**WHAT YOU SHOULD DO**. How many lines in this data contain the string "part"? Reply with the number only.

==================================================

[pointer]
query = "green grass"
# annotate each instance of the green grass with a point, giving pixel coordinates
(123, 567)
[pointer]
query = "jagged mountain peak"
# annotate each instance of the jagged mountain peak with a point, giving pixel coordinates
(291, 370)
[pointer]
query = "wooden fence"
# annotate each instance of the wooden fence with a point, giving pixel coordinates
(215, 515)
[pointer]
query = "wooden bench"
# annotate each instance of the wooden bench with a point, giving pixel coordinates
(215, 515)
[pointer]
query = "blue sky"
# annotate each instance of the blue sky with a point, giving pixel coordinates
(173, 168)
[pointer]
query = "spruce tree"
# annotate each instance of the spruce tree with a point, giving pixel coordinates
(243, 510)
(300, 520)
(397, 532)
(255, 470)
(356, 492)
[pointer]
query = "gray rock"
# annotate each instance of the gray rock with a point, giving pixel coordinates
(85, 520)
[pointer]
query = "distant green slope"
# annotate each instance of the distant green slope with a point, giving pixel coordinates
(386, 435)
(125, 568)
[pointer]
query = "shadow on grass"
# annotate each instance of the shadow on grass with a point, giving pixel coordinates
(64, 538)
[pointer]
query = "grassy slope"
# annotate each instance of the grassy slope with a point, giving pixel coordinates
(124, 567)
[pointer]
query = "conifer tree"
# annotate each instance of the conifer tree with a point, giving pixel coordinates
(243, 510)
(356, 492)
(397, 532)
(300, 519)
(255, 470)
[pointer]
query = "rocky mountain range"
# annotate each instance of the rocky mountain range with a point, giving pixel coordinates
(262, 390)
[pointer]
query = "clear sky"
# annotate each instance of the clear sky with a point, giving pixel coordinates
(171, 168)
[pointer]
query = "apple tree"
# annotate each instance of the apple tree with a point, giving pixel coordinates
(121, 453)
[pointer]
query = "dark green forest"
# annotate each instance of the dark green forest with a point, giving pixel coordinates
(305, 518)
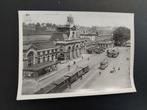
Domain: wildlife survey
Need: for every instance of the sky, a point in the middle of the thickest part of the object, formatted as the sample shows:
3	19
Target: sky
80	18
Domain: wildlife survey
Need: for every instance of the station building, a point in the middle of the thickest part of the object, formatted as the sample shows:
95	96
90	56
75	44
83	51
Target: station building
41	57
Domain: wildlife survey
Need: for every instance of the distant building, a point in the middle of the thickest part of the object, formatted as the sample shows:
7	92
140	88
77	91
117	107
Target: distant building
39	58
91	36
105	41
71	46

==================================================

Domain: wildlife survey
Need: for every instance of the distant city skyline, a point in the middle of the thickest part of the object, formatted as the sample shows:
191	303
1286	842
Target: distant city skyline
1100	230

==================================================

**SOLUTION TO THIS PROBLEM**. 4